_ZU ERLEDIGEN_
Bitte nenne alle Personen, die laut dem Bericht über den Grünen-Länderrat Fraktionsvorsitzende der Grünen im Bundestag werden möchten.

══ TEXTAUSZUG

Kontroverse beim Grünen-Länderrat: Kursfahrt ins Ungefähre
Kretschmann suchte die Wahlkampffehler beim linken Flügel. Aber auch die Realos sprachen nicht einstimmig, wie das Rededuell zwischen Andrae und Göring-Eckardt zeigte.
BERLIN afp | Eine Woche nach der Bundestagswahl haben die Grünen auf einem Länderrat kontrovers über ihren künftigen Kurs diskutiert. Während der bisherige Spitzenkandidat Jürgen Trittin am Samstag in Berlin sozialpolitische Forderungen im Grundsatz verteidigte, forderte die mögliche neue Fraktionschefin Kerstin Andreae grundlegende Korrekturen. Baden-Württembergs grüner Ministerpräsident Winfried Kretschmann warb für einen Platz der Partei „in der Mitte der Gesellschaft“.
Der Länderrat beschloss gemäß einem Vorschlag des Vorstands, auf dem Bundesparteitag vom 18. bis 20. Oktober eine neue Parteispitze zu wählen. Die bisherigen Vorstandsmitglieder um das Spitzenduo Cem Özdemir und Claudia Roth hatten ihre Ämter zur Verfügung gestellt, ebenso wie die Fraktionschefs Trittin und Renate Künast. Özdemir will allerdings erneut antreten. Beschlossen wurde auch die Vorbereitung einer Strukturreform, um vor allem grüne Mitglieder von Landesregierungen künftig stärker einzubinden.
Für mögliche Sondierungsgespräche mit der Union wurden neben den derzeitigen Parteivorsitzenden auch Trittin und Ko-Spitzenkandidatin Katrin Göring-Eckardt nominiert. Die Debatte über Schwarz-Grün spielte aber auf dem Länderrat nur am Rande eine Rolle.
Kretschmann warnte angesichts des schwachen 8,4-Prozent-Ergebnisses der Grünen davor, das Thema Verteilungsgerechtigkeit zu stark zu betonen, denn dieses Thema sei von SPD und Linken schon besetzt. „Wir sind in erster Linie dafür da, dass wir unsere ganze Lebensweise mit den Lebensgrundlagen des Planeten in Übereinstimmung bringen“, warb er für eine Rückbesinnung auf Kernkompetenzen in den Bereichen Ökologie und Nachhaltigkeit.
Andreae sagte, Vertrauen zurückgewinnen heiße auch, „Brücken zu den Unternehmen wieder zu schlagen“. Die Wirtschaftsexpertin möchte ebenso wie Göring-Eckardt und der Parteilinke Anton Hofreiter Fraktionsvorsitzende der Grünen im Bundestag werden. Dabei dürfte es zwischen den beiden Frauen, die dem Realo-Flügel zugerechnet werden, zu einer Kampfabstimmung kommen.
Göring-Eckardt bemühte sich um eine vermittelnde Position. „Wir haben total übersteuert in unserem Wahlkampf“, räumte sie ein. Ökologie müsse „wieder unser Kernthema werden“. Neuanfang dürfe aber auch nicht heißen, „jetzt alles über Bord zu werfen“.

════
══ BEREITGESTELLTE DATENSÄTZE

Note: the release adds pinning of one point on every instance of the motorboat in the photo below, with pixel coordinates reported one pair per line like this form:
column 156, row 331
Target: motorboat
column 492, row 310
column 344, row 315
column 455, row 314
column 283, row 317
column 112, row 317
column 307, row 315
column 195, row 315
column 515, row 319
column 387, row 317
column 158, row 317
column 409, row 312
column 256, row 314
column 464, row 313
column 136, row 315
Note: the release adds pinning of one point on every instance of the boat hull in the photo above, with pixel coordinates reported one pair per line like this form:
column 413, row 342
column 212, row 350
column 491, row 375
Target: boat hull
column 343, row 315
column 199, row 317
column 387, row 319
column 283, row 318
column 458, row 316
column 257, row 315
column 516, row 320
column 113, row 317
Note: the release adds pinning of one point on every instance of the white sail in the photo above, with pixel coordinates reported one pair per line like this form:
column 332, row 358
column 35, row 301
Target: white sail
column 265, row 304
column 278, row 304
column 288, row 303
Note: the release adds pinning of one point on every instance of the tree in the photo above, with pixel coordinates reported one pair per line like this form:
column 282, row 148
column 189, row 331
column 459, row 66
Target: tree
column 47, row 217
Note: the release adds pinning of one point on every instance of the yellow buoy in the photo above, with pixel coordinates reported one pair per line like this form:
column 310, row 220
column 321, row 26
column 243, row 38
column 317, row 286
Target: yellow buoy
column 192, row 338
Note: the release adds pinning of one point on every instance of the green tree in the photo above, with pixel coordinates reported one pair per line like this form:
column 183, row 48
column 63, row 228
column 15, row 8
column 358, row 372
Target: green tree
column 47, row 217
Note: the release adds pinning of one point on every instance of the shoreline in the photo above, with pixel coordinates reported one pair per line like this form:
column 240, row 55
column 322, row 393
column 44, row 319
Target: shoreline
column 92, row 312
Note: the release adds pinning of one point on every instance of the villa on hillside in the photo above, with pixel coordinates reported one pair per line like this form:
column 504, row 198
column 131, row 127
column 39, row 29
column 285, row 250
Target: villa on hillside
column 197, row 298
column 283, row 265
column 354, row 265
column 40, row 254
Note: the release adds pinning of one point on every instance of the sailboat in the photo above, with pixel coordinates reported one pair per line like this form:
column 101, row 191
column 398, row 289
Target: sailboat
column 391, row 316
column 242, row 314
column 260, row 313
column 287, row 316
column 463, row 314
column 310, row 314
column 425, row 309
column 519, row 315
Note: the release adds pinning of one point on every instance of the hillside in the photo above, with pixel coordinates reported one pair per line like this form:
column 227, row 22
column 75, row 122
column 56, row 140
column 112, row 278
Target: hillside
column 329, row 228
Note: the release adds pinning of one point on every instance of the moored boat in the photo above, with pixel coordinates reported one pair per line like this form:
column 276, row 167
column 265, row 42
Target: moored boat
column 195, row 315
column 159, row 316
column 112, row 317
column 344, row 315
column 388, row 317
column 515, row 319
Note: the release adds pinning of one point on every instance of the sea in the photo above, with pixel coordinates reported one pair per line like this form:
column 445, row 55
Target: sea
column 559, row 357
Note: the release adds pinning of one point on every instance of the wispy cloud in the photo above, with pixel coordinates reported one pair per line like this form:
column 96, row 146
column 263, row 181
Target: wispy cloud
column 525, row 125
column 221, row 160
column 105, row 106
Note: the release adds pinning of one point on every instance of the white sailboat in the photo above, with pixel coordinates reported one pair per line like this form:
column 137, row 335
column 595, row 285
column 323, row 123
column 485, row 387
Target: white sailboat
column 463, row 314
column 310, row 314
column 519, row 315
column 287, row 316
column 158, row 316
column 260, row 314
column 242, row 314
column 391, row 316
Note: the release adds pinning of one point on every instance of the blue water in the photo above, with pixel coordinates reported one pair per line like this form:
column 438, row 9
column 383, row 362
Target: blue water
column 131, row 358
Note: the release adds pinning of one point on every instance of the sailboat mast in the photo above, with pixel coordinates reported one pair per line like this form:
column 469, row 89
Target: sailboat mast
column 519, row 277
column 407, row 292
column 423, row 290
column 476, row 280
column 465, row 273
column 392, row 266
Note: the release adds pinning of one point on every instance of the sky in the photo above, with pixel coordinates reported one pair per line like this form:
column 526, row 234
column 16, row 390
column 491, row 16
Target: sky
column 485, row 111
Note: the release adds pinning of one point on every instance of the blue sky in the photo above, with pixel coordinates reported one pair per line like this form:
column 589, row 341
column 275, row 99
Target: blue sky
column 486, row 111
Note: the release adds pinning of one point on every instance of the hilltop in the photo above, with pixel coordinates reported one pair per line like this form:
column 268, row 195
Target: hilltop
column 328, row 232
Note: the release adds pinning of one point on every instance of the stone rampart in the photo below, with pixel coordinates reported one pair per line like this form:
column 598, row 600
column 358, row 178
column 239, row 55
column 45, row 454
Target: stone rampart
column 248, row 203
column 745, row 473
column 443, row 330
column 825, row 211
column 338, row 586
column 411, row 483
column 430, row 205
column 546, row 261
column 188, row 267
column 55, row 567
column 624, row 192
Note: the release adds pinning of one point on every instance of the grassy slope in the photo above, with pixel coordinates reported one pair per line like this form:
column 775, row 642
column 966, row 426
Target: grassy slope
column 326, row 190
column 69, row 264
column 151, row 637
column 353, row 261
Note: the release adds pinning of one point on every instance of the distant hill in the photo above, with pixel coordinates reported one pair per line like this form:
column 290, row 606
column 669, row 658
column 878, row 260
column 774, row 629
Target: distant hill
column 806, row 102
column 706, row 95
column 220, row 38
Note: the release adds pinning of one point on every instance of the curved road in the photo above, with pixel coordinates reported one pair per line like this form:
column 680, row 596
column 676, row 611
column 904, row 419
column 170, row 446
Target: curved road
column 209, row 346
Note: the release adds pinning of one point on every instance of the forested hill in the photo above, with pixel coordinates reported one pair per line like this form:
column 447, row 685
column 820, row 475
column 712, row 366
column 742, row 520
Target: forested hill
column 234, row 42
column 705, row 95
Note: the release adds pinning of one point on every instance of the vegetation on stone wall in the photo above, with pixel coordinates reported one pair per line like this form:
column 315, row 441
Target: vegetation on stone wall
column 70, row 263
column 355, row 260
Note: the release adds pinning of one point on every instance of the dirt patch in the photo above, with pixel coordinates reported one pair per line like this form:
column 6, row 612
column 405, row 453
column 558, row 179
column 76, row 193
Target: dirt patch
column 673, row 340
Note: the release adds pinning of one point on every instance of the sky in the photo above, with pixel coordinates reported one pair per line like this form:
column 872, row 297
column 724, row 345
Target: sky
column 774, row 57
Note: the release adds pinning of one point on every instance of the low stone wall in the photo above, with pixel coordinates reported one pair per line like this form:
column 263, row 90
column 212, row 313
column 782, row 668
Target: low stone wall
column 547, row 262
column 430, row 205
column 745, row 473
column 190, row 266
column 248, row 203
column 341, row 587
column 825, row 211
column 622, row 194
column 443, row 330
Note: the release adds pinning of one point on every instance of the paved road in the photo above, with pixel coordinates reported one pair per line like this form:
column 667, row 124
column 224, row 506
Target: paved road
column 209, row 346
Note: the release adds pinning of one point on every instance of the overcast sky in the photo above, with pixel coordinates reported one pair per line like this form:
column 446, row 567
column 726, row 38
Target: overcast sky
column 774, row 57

════

_ERGEBNIS_
Kerstin Andreae, Katrin Göring-Eckardt, Anton Hofreiter